Work instructions:
Which of the lines in the data mention the string "Prove"? List them all.

Given entries:
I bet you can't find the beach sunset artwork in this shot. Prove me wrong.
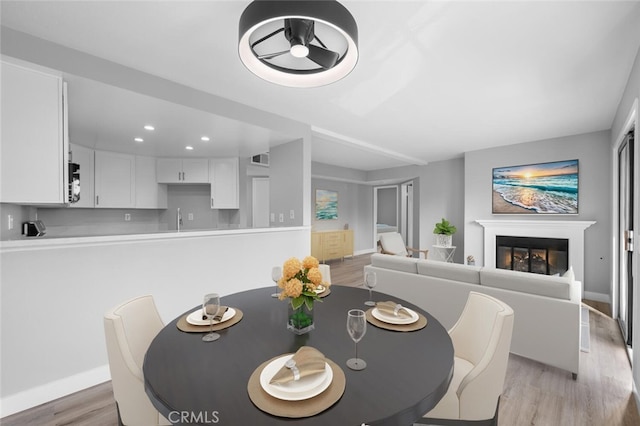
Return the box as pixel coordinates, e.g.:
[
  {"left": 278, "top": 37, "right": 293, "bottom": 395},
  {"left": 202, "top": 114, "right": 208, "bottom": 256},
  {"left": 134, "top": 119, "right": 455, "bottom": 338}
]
[
  {"left": 315, "top": 189, "right": 338, "bottom": 220},
  {"left": 492, "top": 160, "right": 578, "bottom": 214}
]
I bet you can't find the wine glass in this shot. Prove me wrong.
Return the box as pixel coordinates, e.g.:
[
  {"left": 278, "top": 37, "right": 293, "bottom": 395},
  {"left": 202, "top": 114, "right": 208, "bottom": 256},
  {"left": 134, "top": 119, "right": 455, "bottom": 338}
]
[
  {"left": 271, "top": 266, "right": 282, "bottom": 298},
  {"left": 364, "top": 271, "right": 377, "bottom": 306},
  {"left": 346, "top": 309, "right": 367, "bottom": 370},
  {"left": 202, "top": 293, "right": 221, "bottom": 342}
]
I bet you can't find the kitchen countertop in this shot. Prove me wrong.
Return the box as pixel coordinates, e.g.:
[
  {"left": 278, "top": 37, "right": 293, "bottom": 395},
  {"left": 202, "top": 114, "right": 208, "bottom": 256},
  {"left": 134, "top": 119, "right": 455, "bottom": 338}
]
[{"left": 0, "top": 226, "right": 309, "bottom": 252}]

Reply to the task:
I bet you can't find the beach sunset artwork in this shot. Prove me wrong.
I bet you can't find the wine glass in this shot. Prove me wrong.
I bet you can't find the kitchen countertop in this shot. Prove me wrong.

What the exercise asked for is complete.